> TASKS FOR THIS EXERCISE
(1) In the blog comment on Irish public sector reform, who provided a credible blueprint on Sunday?
(2) Please carry on the blog comment on Irish public sector reform from its last sentence.

> TEXT SECTION

****************************************

It’s well worth a read.

Aithníonn ciaróg ciaróg eile!

Here we go again with an argy-bargy much more preferable to setting out the serious choices facing the banjaxed country.

On Sunday, Colm McCarthy provided a credible blueprint on what should be done rather than the current commitment to no changes in public staff benefits and income tax rates.

http://www.independent.ie/opinion/analysis/colm-mccarthy-its-hard-to-pick-the-fruit-with-your-hands-tied-behind-3216849.html

The latest is that the €1.5bn in allowances maybe adjusted for new staff — this cowardice will surely meet its match at some point before the European Court of Justice.

I was thinking earlier that the academics had been AWOL from the blog in recent times and we get this.

At least Creighton has something to say. Are you going to remain silent for fear of upsetting someone’s applecart?

It’s not even an issue of public v private.

There are several sectors who are doing well from the lack of interest in reform in universities for example, the large number of private sector insiders who are directly in receipt of public largesse or indirectly because of the failure to change broken systems — wonder about the good times in the Four Courts.

It’s far from strange that a minister such as Brendan Howlin is not going to introduce any significant reform. He is doing well from the present system and like the silent academics, why would he become an iconaclast?

Besides, the euro has a much better chance of holding value than the stress of trying to keep a punt in the doldrums.

Meanwhile, pray for a miracle to bring jobs — another unpalatable issue that maybe should be avoided.

****************************************

> RECORDS SUPPLIED
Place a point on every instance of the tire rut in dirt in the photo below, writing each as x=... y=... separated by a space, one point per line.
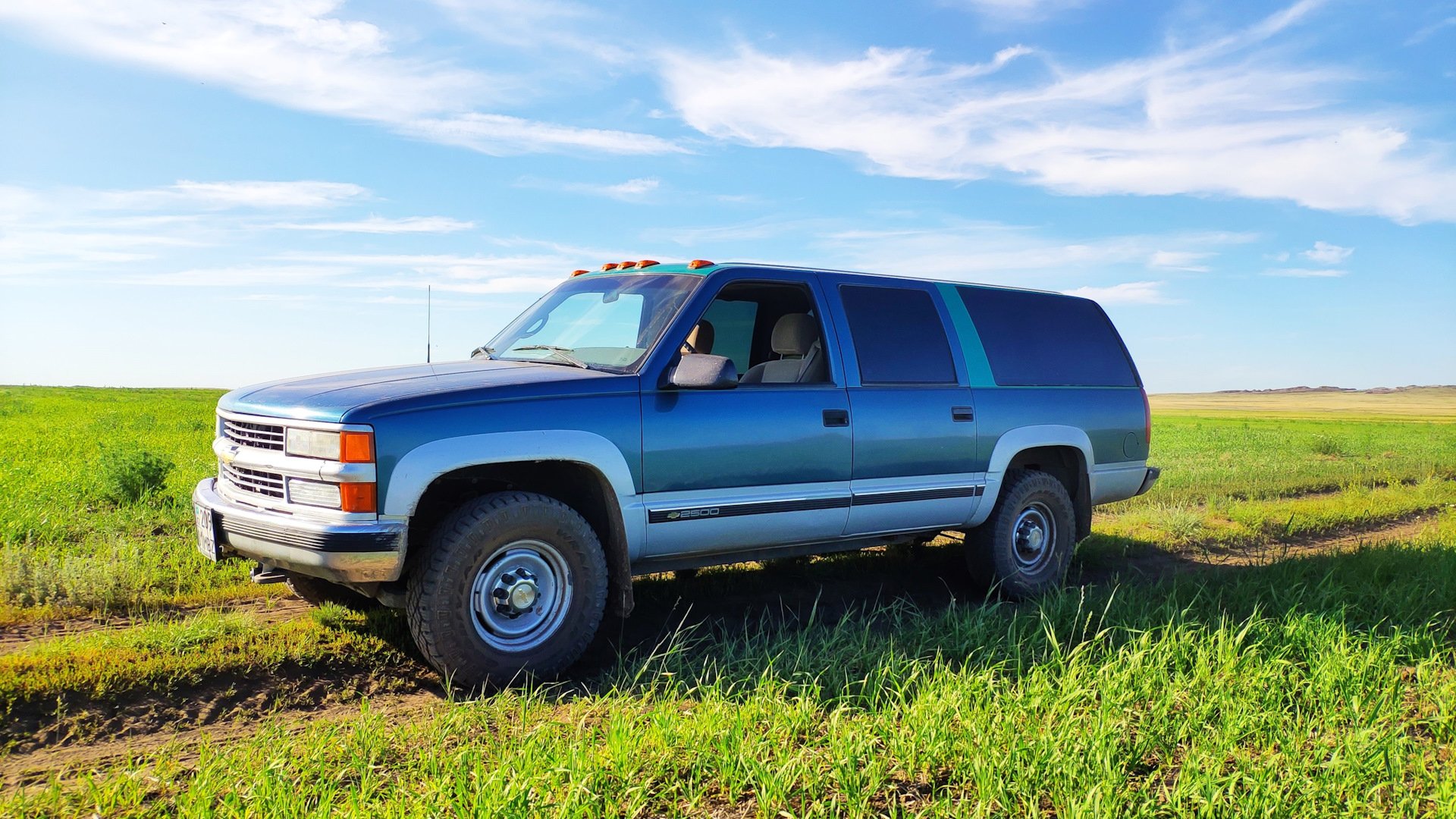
x=38 y=765
x=264 y=611
x=79 y=719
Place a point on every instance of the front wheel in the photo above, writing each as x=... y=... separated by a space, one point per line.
x=1025 y=545
x=511 y=585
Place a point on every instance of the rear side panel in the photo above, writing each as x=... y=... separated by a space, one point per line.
x=1111 y=417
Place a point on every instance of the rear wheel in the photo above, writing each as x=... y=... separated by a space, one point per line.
x=318 y=592
x=1025 y=545
x=511 y=585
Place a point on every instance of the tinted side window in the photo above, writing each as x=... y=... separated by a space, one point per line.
x=733 y=325
x=899 y=337
x=1046 y=340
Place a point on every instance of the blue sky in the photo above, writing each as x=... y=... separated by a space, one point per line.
x=216 y=193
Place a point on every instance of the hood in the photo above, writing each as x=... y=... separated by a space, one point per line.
x=334 y=395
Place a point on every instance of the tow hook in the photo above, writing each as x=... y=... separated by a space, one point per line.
x=264 y=575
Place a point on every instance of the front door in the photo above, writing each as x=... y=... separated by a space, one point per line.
x=766 y=463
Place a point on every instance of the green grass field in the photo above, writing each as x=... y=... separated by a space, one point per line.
x=1270 y=632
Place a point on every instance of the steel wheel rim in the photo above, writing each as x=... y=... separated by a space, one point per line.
x=520 y=595
x=1034 y=537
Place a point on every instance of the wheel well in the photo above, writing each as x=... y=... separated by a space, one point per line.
x=1068 y=465
x=579 y=485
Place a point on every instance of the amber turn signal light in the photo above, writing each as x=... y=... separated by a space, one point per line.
x=357 y=447
x=357 y=497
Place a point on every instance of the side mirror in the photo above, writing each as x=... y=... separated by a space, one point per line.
x=701 y=371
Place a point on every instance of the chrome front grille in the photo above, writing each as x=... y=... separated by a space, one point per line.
x=248 y=433
x=255 y=482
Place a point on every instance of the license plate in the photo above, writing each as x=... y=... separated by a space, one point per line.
x=206 y=538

****************************************

> EXERCISE RESPONSES
(1) Colm McCarthy

(2)
@ Niall

Are you arguing for a decent pension system for the private sector?

First things first;

Lucinda is about four years and at least one billion too late on ‘musing’ about not paying increments. i.e salary increases to people in secure employment. But I’m sure it was best to get elected to a well paid job and well settled in before bringing that up.

Secondly:
You can punish people for their age, their poverty, their lack of employment, their poor education, but damned if you can punish them for their address.

Thirdly: Nobody said the health budget was not big enough. The fact is that far too much of it is going to upmarket postal districts.

Finally: Does the failure to tackle allowances, have anything to do with the elected representatives unwillingness to reduce their allowances; such as the travel allowance of €5,000 paid in one month to a FG TD, from Sligo / Leitrim. Enough mileage, according to the media, to drive to Katmandu and back.

How about a 33% across the board cut in all allowances (ALL) which currently run to €1.5billion, thereby saving €500 million in 2013.
Any takers in the governing parties!

@JF

It’s high politics. Who gets shafted.

In the Indo they will keep the message to “urban dwellers are punished for their address” while “Square footage and ability to pay should be taken into account” is ignored. “Punished for their address” is the spin. Maybe PR guy knows who made it up.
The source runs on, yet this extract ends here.